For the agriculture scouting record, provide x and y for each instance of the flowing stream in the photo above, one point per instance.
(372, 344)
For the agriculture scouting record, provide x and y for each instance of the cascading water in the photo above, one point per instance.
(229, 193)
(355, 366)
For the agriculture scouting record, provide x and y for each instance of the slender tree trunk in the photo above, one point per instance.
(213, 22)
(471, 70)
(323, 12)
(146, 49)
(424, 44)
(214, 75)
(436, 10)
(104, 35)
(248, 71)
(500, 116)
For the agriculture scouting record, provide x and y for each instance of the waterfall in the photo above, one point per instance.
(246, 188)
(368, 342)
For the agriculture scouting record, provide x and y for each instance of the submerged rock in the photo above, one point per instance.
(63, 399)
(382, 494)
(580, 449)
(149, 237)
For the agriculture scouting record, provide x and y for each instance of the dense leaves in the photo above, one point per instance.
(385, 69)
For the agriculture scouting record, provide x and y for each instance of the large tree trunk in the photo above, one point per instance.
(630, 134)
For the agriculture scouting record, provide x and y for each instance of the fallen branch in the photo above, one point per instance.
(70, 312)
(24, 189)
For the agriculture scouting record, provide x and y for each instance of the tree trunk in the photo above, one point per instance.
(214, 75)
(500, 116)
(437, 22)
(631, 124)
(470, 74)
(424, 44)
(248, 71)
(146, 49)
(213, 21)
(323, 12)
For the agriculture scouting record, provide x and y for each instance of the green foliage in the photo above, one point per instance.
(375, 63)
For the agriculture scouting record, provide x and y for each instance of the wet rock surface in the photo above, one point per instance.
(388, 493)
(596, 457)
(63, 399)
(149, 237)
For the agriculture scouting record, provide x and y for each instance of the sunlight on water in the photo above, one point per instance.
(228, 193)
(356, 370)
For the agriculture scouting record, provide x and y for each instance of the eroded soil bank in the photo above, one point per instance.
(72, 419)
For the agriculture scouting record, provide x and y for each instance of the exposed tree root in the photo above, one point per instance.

########

--- Problem description ---
Could you please reproduce each record exactly, leaving nothing out?

--- Solution ---
For the agriculture scouting record, provide x and y for each instance of the flowing stream in the photo above, one point per instance.
(372, 344)
For the agriculture scouting record, provide x and y for each instance of the cascading water in the photo above, one point per instance.
(229, 193)
(355, 366)
For the agriculture scouting record, provide x and y for each instance of the slender tree trunk in the photo above, one point per instance.
(213, 22)
(471, 70)
(323, 12)
(146, 49)
(424, 44)
(214, 75)
(436, 10)
(104, 35)
(248, 71)
(500, 116)
For the agriculture scouting record, provide x and y for each instance of the waterfall in the photo above, one point per instance.
(246, 188)
(368, 342)
For the agriculture scouting record, provide x and y for each instance of the submerged rock in the photo above, one point per instance.
(63, 399)
(382, 494)
(580, 449)
(149, 237)
For the agriculture scouting record, provide x and y for each instance of the dense leaves in the photo above, one point per instance.
(385, 69)
For the agriculture scouting record, provide x and y for each instance of the large tree trunk in the photo above, one point per instance.
(630, 134)
For the agriculture scouting record, provide x and y for each instance of the fallen branch in the photo above, one point per instance.
(70, 312)
(24, 189)
For the agriculture scouting record, provide x and y for each instance of the tree trunk in the photo above, one point per instance.
(214, 75)
(500, 116)
(437, 22)
(631, 124)
(470, 74)
(424, 44)
(248, 71)
(146, 49)
(213, 21)
(323, 12)
For the agriculture scouting record, provide x and y for each instance of the green foliage in the photo above, one point per instance.
(375, 63)
For the agriculture scouting record, provide x and y for each instance of the wet rock surface in the photo above, one point per instance.
(388, 493)
(596, 457)
(63, 399)
(149, 237)
For the agriculture scouting record, provide x and y for each instance of the sunlight on water in the photo above, one point per instance.
(228, 193)
(356, 370)
For the agriculture scouting record, provide x and y for each instance of the eroded soil bank in the photo above, one point per instance.
(72, 419)
For the agriculture scouting record, provide x and y for each instance of the exposed tree root in the photo above, one point per instance.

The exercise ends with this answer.